[Items from the dataset]

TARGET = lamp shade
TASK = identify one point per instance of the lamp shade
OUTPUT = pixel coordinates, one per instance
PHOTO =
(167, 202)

Exercise objective
Return every line of the data above without changing anything.

Solution for this task
TARGET = lamp shade
TASK = identify one point per instance of the lamp shade
OUTPUT = pixel coordinates, one per instance
PHOTO =
(167, 202)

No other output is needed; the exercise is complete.